• [EXTRAIT DU DOCUMENT]:
───
J'ai apporté un maillet et lorsque je donne un coup sur la table, tout le monde cessera de parler, à l'exception de la sténographe et de moi‑même, qui maîtrise son hilarité. (…) Alors, j'espère que cela mettra fin à la bisbille entre les deux parties.

(Transcription du 7 août 2013, page 515; dossier de la demanderesse, page 766.)

[41]           Au cours du contre‑interrogatoire du défendeur par Me Purves, l'arbitre est intervenu dans l'interrogatoire. Dans une conversation particulière et en apparence enfantine, Me Purves a dit : [traduction] « vous pouvez frapper votre maillet autant que vous le désirez » et [traduction] « pointer votre maillet sur moi encore ». La conversation s'est poursuivie et M. Walia est intervenu à un moment donné pour dire : [traduction] « C'est menaçant, monsieur. C'est menaçant, monsieur. Je suis menacé. » Apparemment, il s'est levé et a agité les mains. À ce moment, l'arbitre a expulsé M. Walia de la salle d'audience. Après une courte pause, M. Walia a été réadmis dans la salle, sous réserve des directives de Me Purves selon lesquelles il ne devait pas prendre la parole à moins que l'arbitre ou Me Purves ne s'adresse à lui (voir le dossier de la demanderesse aux pages 833 à 838). Selon cette conversation, on peut supposer que la relation entre l'arbitre et Me Purves avait dégénéré et que la tension dans la salle était très vive. L'utilisation du maillet était certainement très bizarre et même dépourvue de professionnalisme et arbitraire. Cependant, je n'ai pas été convaincu que la partialité avait été établie.

[42]           Le critère applicable en matière de partialité a été énoncé clairement par le juge de Grandpré, qui était dissident, dans l’arrêt Committee for Justice and Liberty c. L’Office national de l’énergie, [1978] 1 RCS 369, à la page 394 :

[…] la crainte de partialité doit être raisonnable et le fait d’une personne sensée et raisonnable qui se poserait elle-même la question et prendrait les renseignements nécessaires à ce sujet […] [le] critère consiste à se demander « à quelle conclusion en arriverait une personne bien renseignée qui étudierait la question en profondeur, de façon réaliste et pratique. Croirait-elle que, selon toute vraisemblance, [nom du décideur], consciemment ou non, ne rendra pas une décision juste?
───
• [MATÉRIEL FOURNI]:
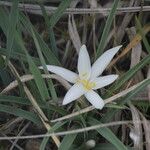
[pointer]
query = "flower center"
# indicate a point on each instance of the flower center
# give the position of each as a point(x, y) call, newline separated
point(87, 84)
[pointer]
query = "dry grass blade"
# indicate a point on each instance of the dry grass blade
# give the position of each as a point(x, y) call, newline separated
point(126, 20)
point(35, 9)
point(148, 88)
point(74, 33)
point(135, 55)
point(34, 103)
point(131, 45)
point(136, 133)
point(90, 108)
point(72, 131)
point(20, 133)
point(146, 126)
point(26, 78)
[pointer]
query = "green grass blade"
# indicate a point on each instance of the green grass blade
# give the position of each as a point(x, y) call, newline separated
point(50, 83)
point(67, 142)
point(26, 102)
point(20, 113)
point(35, 71)
point(108, 135)
point(50, 31)
point(129, 74)
point(54, 127)
point(109, 115)
point(13, 19)
point(145, 41)
point(19, 56)
point(59, 12)
point(110, 18)
point(49, 55)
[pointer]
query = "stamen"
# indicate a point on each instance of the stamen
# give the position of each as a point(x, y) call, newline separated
point(87, 84)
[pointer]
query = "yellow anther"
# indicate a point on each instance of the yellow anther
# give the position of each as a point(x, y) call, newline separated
point(87, 84)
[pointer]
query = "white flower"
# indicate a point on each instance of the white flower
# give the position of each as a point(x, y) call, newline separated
point(88, 78)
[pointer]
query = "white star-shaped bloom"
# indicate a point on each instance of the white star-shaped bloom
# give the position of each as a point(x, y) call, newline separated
point(89, 78)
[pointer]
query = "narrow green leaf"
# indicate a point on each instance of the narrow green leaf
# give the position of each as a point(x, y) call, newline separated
point(50, 83)
point(109, 115)
point(20, 113)
point(35, 71)
point(19, 56)
point(13, 19)
point(26, 102)
point(108, 135)
point(67, 142)
point(110, 18)
point(49, 55)
point(59, 12)
point(129, 74)
point(50, 31)
point(53, 128)
point(145, 41)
───
• [OBJECTIF ÉNONCÉ 1]: Reproduisez fidèlement le passage de l'extrait sur le maillet de l'arbitre qui va de "[…] la crainte" jusqu'à "une décision juste?" inclusivement.
• [OBJECTIF ÉNONCÉ 2]: Prolongez l'extrait sur le maillet de l'arbitre au-delà de sa dernière phrase.
Les enregistrements ne présentent aucun lien avec l'extrait sur le maillet de l'arbitre.

• [RÉPONSE ATTENDUE 1]:
[…] la crainte de partialité doit être raisonnable et le fait d’une personne sensée et raisonnable qui se poserait elle-même la question et prendrait les renseignements nécessaires à ce sujet […] [le] critère consiste à se demander « à quelle conclusion en arriverait une personne bien renseignée qui étudierait la question en profondeur, de façon réaliste et pratique. Croirait-elle que, selon toute vraisemblance, [nom du décideur], consciemment ou non, ne rendra pas une décision juste?

• [RÉPONSE ATTENDUE 2]:
[43]           Une allégation de partialité est une allégation grave et elle ne devrait pas être faite à la légère. Elle ne peut reposer sur de simples soupçons, sur des hypothèses ou les impressions d'un demandeur ou de son avocat, mais elle doit être étayée par une preuve forte. Je n'ai pas été convaincu que ce critère préliminaire a été respecté en l'espèce. L'audience était de toute évidence tendue et l'arbitre est parfois intervenu au cours du contre‑interrogatoire du défendeur afin de clarifier ou de faire avancer ce contre‑interrogatoire, jouant presque le rôle d'avocat du défendeur. Il y a eu plusieurs conversations tendues entre l'arbitre et Me Purves (voir, par exemple, le dossier de la demanderesse aux pages 405 et 406, 623 à 626 et 833 à 838) et il semble également que des mots très forts aient été échangés entre les parties pendant les pauses (voir, par exemple, le dossier de la demanderesse aux pages 412 et 413, 926 à 931). À ce que je vois, cette procédure a été déplaisante et prolongée. Cela dit, la demanderesse n'a pas exprimé une crainte raisonnable de partialité et rien n'indique dans les motifs véritables de l'arbitre que les prétendus manquements au devoir d'équité procédurale aient influé sur sa décision.

B.                 L'arbitre a‑t‑il outrepassé sa compétence ou tiré des conclusions déraisonnables?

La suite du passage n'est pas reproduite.